START EXCERPT

The homing speed – assuming the bees flew in a straight line – was about 25 m/min for bees released to the north, south and west, but significantly higher (35 m/min) for the bees released to the east.

Of course, the bees probably didn’t fly in a straight line {{14}}.

These speeds, when converted are only 1.5 – 2.1 km/hr. Honey bees can fly at up to 30 km/hr, but more typically fly at around half that speed.

At 15 km/hr all of the release sites were within an hour’s flight, indicating that a significant amount of time must have been spent searching for the correct bearing, rather than actually flying along that bearing.

The one exception to these flight times/speeds was for bees released on the opposite side of the lake. In this instance, flight times increased markedly despite the release sites being only 400 m apart. It is suggested that the bees minimised their flight over water by following the shoreline to the shortest crossing point in these instances.

Before moving on to the interpretation of the results it’s worth considering the numbers of bees studied, and the impossibility of doing this type of research without RFID technology.

1073 bees were tagged and released. Of these, a total of 394 returned (36%), though 75 of them (7% of released, 20% of returning) took more than 24 hours to find their way back to the hive.

Even the most dedicated PhD student would not be capable of doing this monitoring without the help of technology.

Why the longer and faster flights from the east?

Considering it likely that the bees only knew the area within a couple of kilometres of the hive, how could they find their way back from up to 11 km away, an epic journey that took several days?

And why did bees initially transported east return at both a higher rate and a higher speed?

It seems likely that for the short to medium release distances (say <4 km), the bees used the distinctive shape of BH to guide them back to the hive. Since this mountain was immediately adjacent to the home apiary the bees would be familiar with it.

END EXCERPT
START DATA TO EXAMINE

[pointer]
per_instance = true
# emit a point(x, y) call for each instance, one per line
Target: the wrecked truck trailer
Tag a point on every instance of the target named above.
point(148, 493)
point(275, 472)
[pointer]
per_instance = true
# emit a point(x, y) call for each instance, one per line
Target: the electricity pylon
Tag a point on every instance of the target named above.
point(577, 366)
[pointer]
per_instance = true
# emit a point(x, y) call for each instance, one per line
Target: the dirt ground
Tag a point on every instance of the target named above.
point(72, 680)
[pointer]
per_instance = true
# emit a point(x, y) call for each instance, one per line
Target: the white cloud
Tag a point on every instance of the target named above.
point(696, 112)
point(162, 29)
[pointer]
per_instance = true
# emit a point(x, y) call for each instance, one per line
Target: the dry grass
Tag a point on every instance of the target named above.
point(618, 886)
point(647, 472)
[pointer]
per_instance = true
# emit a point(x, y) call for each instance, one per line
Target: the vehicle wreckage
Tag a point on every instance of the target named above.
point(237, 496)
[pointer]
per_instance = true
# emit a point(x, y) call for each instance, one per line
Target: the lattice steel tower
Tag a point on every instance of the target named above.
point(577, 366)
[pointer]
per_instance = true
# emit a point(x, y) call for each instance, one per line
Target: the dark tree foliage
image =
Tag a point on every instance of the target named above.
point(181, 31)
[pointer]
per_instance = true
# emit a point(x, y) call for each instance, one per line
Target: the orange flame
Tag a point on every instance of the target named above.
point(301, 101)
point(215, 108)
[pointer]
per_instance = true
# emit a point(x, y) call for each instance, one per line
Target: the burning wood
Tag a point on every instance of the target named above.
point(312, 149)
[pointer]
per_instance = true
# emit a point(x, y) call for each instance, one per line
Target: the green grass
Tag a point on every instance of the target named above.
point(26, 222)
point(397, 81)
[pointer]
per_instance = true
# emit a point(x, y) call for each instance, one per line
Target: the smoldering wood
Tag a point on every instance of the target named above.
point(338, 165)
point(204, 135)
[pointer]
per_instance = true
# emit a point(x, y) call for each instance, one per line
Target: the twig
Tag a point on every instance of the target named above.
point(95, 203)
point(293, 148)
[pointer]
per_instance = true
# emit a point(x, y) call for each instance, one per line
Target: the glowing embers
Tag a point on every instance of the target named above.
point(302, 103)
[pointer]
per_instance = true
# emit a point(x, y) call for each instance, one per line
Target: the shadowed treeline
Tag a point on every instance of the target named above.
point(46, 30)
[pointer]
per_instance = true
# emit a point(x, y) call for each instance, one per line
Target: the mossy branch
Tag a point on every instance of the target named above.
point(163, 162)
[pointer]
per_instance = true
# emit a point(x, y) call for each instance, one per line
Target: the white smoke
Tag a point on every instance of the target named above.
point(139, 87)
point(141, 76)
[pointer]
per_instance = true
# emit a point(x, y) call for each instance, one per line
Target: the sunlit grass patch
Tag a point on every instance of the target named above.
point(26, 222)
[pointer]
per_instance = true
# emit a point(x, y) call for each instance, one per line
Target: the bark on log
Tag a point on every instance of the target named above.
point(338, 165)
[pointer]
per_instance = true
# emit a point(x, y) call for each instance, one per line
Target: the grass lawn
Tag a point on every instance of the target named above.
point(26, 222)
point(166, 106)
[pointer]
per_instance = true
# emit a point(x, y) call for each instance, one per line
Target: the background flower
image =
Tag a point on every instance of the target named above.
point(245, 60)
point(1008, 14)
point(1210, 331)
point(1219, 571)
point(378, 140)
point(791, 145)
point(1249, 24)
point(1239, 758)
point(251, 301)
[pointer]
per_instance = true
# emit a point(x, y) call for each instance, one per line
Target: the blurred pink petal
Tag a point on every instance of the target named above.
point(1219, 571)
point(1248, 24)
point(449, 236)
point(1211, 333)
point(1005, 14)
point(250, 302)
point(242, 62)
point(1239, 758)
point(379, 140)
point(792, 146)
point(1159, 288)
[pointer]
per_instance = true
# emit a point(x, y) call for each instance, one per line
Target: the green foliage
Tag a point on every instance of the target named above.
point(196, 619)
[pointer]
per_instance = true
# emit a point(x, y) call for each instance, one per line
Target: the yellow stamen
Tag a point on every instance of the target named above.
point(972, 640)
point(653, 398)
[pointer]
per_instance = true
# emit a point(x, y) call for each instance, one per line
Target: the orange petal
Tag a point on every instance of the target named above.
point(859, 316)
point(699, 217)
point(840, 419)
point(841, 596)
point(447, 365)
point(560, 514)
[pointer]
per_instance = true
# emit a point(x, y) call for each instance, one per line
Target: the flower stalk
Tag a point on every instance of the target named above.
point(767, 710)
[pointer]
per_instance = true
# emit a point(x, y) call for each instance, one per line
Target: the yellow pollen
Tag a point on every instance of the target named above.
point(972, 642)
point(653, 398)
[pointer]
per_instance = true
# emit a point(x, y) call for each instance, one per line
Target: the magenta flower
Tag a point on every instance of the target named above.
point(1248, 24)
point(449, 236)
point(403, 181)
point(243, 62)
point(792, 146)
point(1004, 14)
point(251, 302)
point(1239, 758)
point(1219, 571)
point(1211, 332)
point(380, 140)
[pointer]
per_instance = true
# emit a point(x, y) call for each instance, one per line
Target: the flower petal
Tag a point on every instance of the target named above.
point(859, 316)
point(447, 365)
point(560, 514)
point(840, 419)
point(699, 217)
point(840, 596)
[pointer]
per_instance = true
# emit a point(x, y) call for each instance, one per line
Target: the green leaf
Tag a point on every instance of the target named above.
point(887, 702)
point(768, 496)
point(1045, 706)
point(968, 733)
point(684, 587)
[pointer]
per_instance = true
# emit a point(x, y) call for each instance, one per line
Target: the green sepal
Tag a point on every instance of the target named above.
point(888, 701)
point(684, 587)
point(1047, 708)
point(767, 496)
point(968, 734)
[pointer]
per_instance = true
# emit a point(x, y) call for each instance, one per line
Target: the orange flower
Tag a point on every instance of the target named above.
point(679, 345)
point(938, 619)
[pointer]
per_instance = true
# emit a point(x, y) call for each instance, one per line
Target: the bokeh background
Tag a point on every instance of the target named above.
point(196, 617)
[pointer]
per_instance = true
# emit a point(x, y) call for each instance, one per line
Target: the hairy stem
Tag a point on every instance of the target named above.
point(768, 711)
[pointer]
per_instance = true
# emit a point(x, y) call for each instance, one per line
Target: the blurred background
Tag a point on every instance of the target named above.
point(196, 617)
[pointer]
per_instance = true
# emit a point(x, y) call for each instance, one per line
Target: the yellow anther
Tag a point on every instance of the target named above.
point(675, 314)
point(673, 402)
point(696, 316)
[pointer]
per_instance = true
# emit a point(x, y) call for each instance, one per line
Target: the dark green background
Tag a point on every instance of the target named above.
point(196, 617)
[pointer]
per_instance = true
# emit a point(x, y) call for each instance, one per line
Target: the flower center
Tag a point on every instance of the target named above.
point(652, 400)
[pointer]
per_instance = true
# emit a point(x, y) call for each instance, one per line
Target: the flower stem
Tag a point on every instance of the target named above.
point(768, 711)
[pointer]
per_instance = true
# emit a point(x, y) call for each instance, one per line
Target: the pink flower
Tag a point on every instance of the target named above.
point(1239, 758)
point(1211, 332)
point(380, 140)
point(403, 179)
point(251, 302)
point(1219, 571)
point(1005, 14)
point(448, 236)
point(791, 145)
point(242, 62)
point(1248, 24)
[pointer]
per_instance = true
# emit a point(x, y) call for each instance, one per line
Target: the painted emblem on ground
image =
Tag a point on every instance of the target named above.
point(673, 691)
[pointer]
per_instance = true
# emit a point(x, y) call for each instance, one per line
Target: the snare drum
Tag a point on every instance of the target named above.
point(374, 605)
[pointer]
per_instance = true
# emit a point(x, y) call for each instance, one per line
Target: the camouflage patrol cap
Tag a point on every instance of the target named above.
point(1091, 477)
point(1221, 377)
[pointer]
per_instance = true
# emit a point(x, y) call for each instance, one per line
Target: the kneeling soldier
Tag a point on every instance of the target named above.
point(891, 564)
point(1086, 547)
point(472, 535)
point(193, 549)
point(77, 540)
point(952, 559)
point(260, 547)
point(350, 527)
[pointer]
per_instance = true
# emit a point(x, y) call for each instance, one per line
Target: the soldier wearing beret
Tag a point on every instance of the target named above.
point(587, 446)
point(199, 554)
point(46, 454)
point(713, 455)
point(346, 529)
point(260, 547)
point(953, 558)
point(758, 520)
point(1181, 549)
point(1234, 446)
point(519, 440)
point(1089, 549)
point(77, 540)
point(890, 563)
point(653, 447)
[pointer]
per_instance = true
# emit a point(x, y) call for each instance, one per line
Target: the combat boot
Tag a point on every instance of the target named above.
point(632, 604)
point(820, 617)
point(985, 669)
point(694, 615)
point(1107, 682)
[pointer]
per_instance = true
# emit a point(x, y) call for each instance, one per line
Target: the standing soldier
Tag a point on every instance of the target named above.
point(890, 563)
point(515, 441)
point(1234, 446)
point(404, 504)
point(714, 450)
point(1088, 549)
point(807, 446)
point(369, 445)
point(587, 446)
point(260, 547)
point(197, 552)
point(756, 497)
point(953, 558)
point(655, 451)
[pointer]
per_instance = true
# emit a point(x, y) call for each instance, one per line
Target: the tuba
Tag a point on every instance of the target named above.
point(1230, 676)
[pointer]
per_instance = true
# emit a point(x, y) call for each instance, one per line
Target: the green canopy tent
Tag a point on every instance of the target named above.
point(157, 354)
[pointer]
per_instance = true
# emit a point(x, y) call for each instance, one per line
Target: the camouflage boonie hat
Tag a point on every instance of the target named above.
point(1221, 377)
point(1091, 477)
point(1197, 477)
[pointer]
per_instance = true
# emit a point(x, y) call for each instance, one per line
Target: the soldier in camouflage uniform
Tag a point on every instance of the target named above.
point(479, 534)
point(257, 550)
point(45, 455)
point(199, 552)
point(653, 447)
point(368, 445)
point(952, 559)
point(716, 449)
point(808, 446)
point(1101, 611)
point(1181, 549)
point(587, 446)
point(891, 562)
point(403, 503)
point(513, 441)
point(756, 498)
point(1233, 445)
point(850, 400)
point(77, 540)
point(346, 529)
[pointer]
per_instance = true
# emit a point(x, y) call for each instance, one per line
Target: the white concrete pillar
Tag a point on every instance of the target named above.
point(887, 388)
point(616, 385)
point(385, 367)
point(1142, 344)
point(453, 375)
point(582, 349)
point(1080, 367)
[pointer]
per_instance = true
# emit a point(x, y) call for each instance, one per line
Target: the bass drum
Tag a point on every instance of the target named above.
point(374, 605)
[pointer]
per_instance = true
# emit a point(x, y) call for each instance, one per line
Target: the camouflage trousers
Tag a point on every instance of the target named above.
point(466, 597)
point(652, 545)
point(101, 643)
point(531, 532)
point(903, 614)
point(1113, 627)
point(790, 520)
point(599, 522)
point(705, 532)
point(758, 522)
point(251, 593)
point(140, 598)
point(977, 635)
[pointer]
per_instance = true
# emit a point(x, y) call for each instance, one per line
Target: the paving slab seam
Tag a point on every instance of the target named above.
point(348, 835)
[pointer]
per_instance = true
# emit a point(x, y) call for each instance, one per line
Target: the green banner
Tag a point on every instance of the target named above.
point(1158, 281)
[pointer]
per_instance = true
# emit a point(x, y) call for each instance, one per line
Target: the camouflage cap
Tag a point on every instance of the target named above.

END DATA TO EXAMINE

# TASK REQUIREMENTS:
1. Please list every speed figure the bee homing excerpt gives, each with its unit.
2. According to the bee homing excerpt, why did bees released on the opposite side of the lake take so much longer to return, even though the release sites were only 400 m apart?

# ANSWERS BY ITEM:
1.
25 m/min
35 m/min
1.5–2.1 km/hr
30 km/hr
15 km/hr

2. The excerpt suggests that the bees minimized their flight over water. Instead of crossing the lake directly, they followed the shoreline to the shortest crossing point.